*What needs to be done*.
Pick out each line in the listing below that contains the word "every", and copy those lines.

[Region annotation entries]
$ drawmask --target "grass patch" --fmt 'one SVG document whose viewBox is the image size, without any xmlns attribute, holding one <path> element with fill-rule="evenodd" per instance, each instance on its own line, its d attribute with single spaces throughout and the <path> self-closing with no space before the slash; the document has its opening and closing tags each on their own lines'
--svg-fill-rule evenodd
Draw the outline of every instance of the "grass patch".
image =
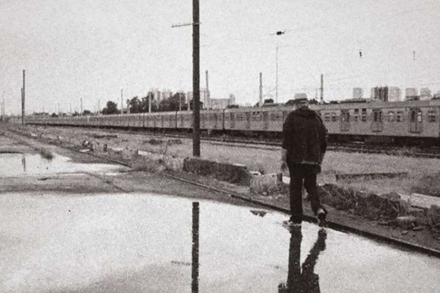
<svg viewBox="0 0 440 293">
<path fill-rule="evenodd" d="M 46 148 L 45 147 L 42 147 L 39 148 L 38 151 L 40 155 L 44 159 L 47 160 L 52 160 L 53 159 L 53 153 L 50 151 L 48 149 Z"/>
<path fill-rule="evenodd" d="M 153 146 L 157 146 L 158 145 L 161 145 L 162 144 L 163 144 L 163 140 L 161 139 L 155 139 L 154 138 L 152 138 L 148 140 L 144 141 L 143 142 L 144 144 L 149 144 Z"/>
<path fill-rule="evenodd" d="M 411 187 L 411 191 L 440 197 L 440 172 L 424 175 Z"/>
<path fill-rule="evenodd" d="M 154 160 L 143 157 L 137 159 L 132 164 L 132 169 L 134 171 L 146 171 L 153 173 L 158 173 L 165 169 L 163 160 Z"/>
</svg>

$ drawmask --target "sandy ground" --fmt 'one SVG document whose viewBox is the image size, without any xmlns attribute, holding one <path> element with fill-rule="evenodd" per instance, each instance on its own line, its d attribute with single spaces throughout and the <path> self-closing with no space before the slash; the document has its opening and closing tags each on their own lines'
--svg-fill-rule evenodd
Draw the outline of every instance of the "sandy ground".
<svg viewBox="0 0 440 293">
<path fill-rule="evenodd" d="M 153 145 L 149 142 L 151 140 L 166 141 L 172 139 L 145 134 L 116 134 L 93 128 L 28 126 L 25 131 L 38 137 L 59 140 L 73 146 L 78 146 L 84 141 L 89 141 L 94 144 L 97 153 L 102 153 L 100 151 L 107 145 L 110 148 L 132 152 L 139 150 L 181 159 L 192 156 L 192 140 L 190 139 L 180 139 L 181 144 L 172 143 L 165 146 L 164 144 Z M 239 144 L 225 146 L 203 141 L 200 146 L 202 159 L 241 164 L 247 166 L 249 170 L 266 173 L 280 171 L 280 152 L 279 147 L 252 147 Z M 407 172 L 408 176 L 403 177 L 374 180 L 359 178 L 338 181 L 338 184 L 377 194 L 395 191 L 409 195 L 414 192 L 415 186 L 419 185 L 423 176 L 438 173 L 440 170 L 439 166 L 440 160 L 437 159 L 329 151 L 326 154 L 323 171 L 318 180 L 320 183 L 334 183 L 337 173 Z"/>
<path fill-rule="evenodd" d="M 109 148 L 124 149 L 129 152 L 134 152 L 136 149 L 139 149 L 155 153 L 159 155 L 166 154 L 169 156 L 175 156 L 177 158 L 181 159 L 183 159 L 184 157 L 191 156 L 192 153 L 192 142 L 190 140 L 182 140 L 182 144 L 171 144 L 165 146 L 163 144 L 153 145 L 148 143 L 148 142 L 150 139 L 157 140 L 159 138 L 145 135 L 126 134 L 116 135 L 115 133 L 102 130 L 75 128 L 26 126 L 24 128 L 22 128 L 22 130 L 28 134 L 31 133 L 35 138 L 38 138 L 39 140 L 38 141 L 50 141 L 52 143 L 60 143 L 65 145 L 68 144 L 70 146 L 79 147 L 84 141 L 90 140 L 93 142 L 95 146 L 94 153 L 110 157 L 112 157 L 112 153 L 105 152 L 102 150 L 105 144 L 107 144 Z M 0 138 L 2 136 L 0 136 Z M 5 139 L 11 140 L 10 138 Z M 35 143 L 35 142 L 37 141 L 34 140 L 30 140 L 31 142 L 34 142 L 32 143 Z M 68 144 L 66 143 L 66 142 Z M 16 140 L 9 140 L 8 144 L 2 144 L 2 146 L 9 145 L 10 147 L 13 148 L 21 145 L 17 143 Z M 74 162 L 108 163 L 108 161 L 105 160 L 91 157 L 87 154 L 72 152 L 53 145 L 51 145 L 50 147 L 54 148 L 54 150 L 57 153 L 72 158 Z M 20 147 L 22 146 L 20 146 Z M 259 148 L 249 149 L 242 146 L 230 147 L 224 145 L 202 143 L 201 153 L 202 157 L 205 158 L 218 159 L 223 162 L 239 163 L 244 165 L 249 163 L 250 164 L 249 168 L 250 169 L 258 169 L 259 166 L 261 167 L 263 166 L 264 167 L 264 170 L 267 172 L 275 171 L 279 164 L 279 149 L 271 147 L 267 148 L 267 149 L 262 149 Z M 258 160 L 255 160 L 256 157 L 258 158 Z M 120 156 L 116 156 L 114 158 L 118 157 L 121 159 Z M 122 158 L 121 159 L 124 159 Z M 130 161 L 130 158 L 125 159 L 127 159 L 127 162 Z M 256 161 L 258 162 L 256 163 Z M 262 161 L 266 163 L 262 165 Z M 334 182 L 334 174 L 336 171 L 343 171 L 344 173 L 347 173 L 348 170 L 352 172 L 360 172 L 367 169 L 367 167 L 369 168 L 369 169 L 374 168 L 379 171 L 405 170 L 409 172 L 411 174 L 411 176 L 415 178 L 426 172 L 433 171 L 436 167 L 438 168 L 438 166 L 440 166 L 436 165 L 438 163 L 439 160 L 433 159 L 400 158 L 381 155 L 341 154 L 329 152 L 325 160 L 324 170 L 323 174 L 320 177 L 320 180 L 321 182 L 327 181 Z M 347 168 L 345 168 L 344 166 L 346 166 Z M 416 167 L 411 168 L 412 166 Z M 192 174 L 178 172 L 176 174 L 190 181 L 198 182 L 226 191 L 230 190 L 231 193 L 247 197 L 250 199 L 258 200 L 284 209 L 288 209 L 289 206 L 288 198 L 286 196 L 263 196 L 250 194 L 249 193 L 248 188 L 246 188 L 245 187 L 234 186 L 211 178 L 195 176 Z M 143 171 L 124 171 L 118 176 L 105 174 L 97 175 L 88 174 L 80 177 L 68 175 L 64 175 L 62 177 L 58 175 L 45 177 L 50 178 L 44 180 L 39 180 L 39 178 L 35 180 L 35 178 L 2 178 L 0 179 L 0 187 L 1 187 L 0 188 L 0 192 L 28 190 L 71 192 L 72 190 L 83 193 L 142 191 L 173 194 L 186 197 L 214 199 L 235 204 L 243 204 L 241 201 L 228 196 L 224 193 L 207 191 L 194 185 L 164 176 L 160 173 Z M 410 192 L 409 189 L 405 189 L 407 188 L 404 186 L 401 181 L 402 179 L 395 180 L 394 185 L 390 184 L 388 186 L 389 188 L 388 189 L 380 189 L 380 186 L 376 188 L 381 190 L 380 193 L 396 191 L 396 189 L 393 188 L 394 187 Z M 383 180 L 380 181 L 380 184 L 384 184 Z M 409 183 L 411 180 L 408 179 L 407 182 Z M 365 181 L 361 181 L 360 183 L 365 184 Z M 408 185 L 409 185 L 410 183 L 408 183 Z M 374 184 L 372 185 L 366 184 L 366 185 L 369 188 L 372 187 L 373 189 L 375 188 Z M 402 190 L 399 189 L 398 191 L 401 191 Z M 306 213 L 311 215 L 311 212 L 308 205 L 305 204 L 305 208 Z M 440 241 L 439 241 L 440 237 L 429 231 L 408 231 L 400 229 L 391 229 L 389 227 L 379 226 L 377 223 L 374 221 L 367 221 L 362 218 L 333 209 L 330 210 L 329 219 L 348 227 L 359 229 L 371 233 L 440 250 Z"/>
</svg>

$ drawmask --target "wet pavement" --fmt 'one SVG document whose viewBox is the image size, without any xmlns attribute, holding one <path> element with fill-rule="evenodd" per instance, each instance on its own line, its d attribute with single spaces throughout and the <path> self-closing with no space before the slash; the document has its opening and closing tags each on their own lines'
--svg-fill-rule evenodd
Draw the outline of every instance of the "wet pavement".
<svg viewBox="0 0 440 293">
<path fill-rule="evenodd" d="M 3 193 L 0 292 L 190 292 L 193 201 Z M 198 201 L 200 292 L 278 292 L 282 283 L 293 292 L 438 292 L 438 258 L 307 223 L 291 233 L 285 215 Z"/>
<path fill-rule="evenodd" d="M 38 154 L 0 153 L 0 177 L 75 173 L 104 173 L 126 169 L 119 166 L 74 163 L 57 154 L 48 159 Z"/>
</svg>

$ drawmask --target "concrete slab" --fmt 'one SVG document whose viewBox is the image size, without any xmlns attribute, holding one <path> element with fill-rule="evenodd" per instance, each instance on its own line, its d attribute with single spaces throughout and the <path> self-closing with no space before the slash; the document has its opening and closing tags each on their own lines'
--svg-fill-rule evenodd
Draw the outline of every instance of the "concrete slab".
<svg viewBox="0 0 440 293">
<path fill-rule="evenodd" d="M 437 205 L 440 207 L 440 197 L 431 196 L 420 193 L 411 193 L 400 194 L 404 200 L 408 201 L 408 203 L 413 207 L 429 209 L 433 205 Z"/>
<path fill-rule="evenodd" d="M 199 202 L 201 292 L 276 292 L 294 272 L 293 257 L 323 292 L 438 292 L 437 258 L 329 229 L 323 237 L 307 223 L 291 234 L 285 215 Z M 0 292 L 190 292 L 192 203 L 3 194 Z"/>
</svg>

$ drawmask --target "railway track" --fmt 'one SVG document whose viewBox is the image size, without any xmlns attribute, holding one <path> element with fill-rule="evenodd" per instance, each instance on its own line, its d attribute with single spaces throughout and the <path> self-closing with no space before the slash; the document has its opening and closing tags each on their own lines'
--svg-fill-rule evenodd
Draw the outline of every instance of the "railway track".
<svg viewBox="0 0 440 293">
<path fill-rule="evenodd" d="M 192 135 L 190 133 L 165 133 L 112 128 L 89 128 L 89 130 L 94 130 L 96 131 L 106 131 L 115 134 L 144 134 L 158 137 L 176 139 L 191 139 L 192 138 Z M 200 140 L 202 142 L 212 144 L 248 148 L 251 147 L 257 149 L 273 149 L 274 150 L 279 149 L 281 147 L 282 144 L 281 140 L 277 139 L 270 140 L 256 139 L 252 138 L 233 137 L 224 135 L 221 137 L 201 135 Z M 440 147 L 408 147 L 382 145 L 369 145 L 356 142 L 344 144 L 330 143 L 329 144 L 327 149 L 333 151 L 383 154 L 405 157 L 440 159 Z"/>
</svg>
--
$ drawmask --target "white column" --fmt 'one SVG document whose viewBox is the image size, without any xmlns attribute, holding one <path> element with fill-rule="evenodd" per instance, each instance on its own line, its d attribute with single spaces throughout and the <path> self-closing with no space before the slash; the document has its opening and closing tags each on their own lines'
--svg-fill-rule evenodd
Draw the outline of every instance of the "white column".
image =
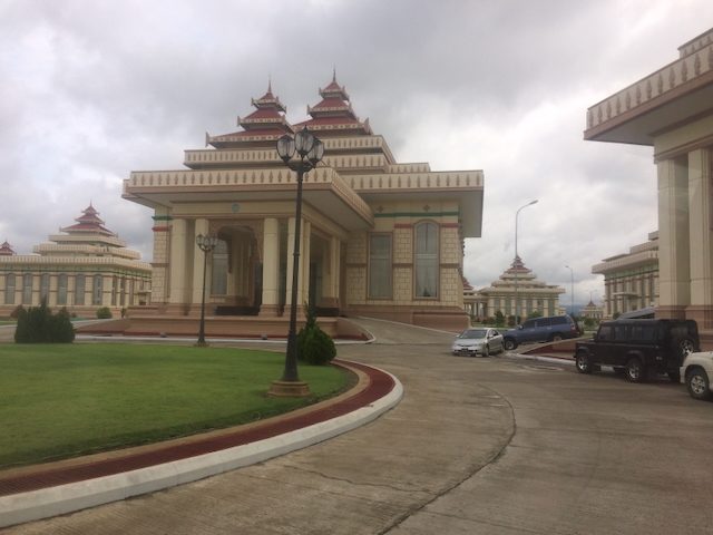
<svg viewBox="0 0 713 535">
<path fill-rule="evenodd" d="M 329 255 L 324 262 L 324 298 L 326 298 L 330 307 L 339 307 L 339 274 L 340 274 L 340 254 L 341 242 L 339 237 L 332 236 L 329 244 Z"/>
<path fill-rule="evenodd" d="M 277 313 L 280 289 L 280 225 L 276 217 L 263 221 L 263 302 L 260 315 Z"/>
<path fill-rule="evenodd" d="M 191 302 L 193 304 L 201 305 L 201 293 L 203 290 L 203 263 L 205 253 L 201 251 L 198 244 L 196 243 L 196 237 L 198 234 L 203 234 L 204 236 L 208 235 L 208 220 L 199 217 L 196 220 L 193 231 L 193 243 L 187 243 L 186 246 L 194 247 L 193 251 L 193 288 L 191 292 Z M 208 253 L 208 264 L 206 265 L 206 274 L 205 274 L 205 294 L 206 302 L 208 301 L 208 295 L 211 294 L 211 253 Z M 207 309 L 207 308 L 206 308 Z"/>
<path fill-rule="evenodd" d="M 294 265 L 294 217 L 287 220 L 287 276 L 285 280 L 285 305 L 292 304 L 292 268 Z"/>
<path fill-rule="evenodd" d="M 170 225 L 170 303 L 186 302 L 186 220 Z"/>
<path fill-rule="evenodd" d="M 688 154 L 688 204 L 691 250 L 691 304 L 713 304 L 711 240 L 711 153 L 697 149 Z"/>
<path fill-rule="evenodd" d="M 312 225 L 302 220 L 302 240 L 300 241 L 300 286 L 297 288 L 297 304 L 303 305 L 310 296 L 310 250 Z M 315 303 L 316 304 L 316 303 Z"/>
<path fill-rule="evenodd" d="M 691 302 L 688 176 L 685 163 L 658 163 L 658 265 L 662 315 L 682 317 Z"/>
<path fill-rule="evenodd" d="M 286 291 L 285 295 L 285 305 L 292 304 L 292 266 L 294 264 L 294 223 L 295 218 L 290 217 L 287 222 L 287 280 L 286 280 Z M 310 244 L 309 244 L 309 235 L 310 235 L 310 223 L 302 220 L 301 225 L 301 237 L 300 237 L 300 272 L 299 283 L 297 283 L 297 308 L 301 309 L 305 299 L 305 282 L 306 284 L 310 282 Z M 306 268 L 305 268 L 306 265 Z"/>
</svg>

*Exercise result*.
Draw the outline of every instance of the "grass patch".
Draw the outline of every instance of the "sandy ground".
Draw the outline of every instance of the "wet pavement".
Draw the outline of every instance of the "concrete slab".
Draw the outline of every instance of the "railway track".
Draw the outline of every instance of the "white column".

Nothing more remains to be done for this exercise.